··· VORLIEGENDER TEXT
1951 wurden die Mystery Plays nach vielen hundert Jahren Pause wiederbelebt. 1568 nämlich hatten die Protestanten die Spiele verboten. Zu oft hatten die Aufführungen, die traditionell zu Fronleichnam stattfanden, ihr Ende in feucht-fröhlichen Gelagen gefunden, mussten die Ordnungshüter einschreiten. Auch den Neubeginn sah die Kirche nicht gern. Um so erstaunlicher war die Publikumsresonanz. 26 000 Zuschauer sahen die Vorstellungen in den Ruinen der Marienabtei, wo die Spiele bis 1988 über die Bühne gingen. Heute inszeniert man nicht mehr an einem festen Spielort, sondern wieder wie einst im Mittelalter auf beweglichen Bühnen.
Wichtigster Motor der Bühnenspiele sind die „Guilds of York“ geblieben. Sieben alte Handwerks- und Handelsorganisationen, die zu jeder Aufführung ihre Standeszeichen stolz zur Schau tragen, kostbare Hermelinmäntel und prunkvolle Zunftstäbe. Viele verfügen über ein eigenes Vereinsheim. Das der „Merchant Adventurers“, die bei den Mystery Plays traditionell für die Darstellung des Jüngsten Gerichts verantwortlich zeichnen, steht mitten in der Stadt. Ein Prachtbau aus dem 14. Jahrhundert.
······
Gib bitte einen Teil des Textes über die Mystery Plays wörtlich wieder, beginnend bei „1951 wurden die“ und endend bei „auf beweglichen Bühnen.“. Die Einträge werden hier nicht gebraucht.
··· BEREITGESTELLTE EINTRÄGE
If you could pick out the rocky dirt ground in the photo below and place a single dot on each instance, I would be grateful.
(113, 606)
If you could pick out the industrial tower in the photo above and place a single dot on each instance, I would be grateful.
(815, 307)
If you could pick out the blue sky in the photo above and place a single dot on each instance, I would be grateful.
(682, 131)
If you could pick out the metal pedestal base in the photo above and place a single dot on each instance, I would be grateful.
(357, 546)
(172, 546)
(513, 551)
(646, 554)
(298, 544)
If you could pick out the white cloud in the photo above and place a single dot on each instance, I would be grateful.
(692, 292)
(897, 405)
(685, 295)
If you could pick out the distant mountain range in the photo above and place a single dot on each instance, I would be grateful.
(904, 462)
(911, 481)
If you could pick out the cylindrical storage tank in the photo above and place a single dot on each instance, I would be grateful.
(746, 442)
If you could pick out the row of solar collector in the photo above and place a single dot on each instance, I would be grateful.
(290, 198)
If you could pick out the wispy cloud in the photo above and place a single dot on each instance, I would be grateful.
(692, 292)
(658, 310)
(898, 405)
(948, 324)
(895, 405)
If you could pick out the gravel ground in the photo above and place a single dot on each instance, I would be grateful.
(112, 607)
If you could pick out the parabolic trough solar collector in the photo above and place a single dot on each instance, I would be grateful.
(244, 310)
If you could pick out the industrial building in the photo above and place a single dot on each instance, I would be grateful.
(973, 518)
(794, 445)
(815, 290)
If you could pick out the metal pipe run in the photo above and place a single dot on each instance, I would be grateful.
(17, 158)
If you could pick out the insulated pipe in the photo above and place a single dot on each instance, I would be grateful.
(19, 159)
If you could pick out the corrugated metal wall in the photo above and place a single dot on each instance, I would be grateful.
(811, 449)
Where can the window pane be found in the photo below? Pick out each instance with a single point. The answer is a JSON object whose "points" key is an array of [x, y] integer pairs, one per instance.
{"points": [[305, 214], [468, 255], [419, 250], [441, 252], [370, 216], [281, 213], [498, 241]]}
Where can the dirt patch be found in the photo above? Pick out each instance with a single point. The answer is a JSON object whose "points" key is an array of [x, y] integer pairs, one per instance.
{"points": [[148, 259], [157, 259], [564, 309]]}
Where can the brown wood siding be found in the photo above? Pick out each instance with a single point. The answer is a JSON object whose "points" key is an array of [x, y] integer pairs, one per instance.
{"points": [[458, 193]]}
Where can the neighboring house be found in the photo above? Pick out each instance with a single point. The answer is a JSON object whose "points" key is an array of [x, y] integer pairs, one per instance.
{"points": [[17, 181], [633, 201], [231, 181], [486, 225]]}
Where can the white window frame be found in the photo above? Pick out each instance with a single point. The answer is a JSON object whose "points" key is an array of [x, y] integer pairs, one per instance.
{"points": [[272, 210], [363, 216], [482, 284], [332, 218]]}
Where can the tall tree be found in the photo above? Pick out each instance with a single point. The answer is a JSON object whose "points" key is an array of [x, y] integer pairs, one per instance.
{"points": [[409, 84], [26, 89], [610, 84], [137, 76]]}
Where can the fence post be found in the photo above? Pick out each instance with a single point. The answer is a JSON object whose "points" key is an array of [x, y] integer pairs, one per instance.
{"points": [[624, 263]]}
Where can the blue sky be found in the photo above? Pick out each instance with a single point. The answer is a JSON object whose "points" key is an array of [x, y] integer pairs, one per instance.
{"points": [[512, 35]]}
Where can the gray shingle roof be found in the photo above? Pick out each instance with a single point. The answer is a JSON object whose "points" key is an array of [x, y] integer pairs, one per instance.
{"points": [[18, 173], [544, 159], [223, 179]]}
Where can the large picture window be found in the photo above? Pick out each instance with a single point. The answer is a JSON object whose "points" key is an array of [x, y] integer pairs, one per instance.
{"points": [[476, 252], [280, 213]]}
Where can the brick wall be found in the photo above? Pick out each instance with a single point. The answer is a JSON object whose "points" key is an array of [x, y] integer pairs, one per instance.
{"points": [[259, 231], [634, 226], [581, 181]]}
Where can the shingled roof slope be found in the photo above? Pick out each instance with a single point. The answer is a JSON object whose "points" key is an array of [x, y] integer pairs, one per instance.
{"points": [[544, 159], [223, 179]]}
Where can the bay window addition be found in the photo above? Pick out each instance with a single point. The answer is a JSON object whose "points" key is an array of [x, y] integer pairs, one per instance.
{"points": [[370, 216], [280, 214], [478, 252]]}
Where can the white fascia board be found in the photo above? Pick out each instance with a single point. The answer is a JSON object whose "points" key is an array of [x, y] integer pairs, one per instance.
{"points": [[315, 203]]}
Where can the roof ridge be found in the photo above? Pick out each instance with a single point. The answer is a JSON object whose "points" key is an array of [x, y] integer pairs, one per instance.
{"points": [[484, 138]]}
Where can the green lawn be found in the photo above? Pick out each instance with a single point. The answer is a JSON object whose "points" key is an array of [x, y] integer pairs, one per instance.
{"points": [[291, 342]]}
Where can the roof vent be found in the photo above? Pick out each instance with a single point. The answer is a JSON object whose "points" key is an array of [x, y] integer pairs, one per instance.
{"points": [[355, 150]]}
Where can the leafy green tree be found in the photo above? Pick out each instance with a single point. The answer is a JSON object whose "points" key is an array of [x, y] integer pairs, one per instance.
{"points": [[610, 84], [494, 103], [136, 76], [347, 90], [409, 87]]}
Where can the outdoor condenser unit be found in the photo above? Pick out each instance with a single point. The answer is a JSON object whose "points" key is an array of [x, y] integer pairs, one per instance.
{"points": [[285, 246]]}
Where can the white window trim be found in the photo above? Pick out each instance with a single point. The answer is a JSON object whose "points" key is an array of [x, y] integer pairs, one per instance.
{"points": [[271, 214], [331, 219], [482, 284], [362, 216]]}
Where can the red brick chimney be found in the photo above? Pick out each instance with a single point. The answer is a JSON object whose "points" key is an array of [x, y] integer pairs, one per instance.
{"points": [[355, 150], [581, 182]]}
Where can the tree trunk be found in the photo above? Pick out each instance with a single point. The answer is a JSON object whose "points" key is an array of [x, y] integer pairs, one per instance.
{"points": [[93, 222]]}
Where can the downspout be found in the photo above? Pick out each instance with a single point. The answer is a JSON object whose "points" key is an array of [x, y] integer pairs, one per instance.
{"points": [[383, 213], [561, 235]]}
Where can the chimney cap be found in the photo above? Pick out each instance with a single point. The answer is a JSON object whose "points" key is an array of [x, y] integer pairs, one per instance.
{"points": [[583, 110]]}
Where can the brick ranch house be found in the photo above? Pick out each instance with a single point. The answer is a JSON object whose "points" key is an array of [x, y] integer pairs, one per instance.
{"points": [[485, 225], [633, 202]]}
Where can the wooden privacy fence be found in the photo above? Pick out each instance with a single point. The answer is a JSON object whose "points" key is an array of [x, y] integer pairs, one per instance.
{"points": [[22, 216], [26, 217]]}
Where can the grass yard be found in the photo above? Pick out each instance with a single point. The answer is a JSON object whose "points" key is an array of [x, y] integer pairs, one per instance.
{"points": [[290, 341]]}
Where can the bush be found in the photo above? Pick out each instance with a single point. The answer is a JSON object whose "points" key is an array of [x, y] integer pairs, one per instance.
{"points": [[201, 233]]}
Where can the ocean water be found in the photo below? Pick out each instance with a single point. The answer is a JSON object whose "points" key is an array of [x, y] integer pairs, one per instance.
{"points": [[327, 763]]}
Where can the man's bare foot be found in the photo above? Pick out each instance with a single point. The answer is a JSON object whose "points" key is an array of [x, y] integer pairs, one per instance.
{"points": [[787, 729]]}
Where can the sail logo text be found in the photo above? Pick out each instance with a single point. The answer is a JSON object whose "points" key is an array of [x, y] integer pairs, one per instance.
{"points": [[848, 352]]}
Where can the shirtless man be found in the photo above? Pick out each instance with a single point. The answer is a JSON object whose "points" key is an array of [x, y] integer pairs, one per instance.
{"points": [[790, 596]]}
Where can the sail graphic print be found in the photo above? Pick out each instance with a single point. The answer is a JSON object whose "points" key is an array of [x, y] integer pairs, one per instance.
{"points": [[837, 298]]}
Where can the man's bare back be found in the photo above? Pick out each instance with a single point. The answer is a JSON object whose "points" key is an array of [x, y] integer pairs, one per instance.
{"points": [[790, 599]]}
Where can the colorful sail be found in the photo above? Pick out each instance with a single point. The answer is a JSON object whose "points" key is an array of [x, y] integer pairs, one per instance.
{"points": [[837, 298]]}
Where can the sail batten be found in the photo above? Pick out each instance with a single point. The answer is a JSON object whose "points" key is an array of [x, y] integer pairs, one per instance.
······
ANTWORT »
1951 wurden die Mystery Plays nach vielen hundert Jahren Pause wiederbelebt. 1568 nämlich hatten die Protestanten die Spiele verboten. Zu oft hatten die Aufführungen, die traditionell zu Fronleichnam stattfanden, ihr Ende in feucht-fröhlichen Gelagen gefunden, mussten die Ordnungshüter einschreiten. Auch den Neubeginn sah die Kirche nicht gern. Um so erstaunlicher war die Publikumsresonanz. 26 000 Zuschauer sahen die Vorstellungen in den Ruinen der Marienabtei, wo die Spiele bis 1988 über die Bühne gingen. Heute inszeniert man nicht mehr an einem festen Spielort, sondern wieder wie einst im Mittelalter auf beweglichen Bühnen.